_MATERIAL SUPPLIED:_
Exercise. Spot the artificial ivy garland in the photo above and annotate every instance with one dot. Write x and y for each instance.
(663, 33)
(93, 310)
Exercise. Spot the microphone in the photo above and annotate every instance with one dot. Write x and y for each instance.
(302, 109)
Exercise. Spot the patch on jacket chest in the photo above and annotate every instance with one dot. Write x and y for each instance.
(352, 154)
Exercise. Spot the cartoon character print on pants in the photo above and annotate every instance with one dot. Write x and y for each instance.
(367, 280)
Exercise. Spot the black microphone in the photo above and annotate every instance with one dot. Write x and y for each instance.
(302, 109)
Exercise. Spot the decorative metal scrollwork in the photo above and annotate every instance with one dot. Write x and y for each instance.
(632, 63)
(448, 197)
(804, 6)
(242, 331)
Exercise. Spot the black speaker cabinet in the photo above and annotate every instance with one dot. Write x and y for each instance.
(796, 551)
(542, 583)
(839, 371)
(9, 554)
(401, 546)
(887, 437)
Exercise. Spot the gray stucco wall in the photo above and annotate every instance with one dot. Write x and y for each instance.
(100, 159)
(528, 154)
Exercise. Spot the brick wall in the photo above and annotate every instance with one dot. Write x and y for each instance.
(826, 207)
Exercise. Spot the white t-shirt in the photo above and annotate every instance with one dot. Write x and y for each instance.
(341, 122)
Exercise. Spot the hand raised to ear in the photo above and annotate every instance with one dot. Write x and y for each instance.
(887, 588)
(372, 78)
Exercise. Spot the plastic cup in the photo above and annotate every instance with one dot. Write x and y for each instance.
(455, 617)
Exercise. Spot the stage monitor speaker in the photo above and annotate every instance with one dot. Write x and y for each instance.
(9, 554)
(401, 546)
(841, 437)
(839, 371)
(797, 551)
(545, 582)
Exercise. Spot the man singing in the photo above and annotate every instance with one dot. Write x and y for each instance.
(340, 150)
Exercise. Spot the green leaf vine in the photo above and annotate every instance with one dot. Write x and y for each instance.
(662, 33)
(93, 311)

_EXERCISE REQUIREMENTS:_ Using the data above, print every record exactly as shown.

_RESULT FOR THIS TASK:_
Exercise. Spot the artificial ivy garland in the photo above and annotate every instance with one dot. Write x and y for each instance.
(663, 33)
(93, 310)
Exercise. Spot the microphone in the photo above and annotate every instance with one dot. Write x and y for each instance.
(302, 109)
Exercise. Spot the patch on jacket chest in the photo above and annotate every instance with one dot. Write x and y for each instance.
(352, 154)
Exercise. Spot the cartoon character print on pants in the photo above and annotate every instance with one dot. Write x and y for each instance.
(367, 280)
Exercise. Spot the black microphone in the photo above and annotate every instance with one dot. Write x and y for each instance.
(302, 109)
Exercise. Spot the decorative metal scrollwork in the photo above and annotate every instance with one dot. Write x and y for each instance.
(632, 63)
(448, 197)
(804, 6)
(242, 331)
Exercise. Spot the black speaker cabinet in the photo above and annotate every instance with one dot. Write x and y for each instance.
(796, 551)
(542, 583)
(839, 371)
(9, 554)
(401, 546)
(887, 437)
Exercise. Spot the gray stucco wall in the photo above and annotate every instance with one dot. Write x and y for each instance.
(100, 159)
(528, 154)
Exercise. Spot the brick wall in the photo above and annotate every instance with one dot. Write x and y for each instance.
(826, 207)
Exercise. Spot the white t-shirt in the photo above and annotate every instance with one dot. Write x and y for each instance.
(341, 122)
Exercise. Spot the hand raised to ear in the photo above and annotate every instance with one dot. Write x and y for each instance.
(887, 588)
(372, 78)
Exercise. Spot the plastic cup in the photo above and annotate every instance with one dot. Write x and y for each instance.
(455, 617)
Exercise. Spot the stage monitor speaker in the photo above and annotate every instance with one dot. Write x and y for each instance.
(9, 554)
(401, 546)
(841, 437)
(839, 371)
(797, 551)
(545, 582)
Exercise. Spot the man singing in the photo above and annotate every instance with one dot. Write x and y for each instance.
(340, 150)
Exercise. Spot the green leaf vine in the photo above and annotate every instance with one dot. Write x and y for each instance.
(662, 33)
(93, 311)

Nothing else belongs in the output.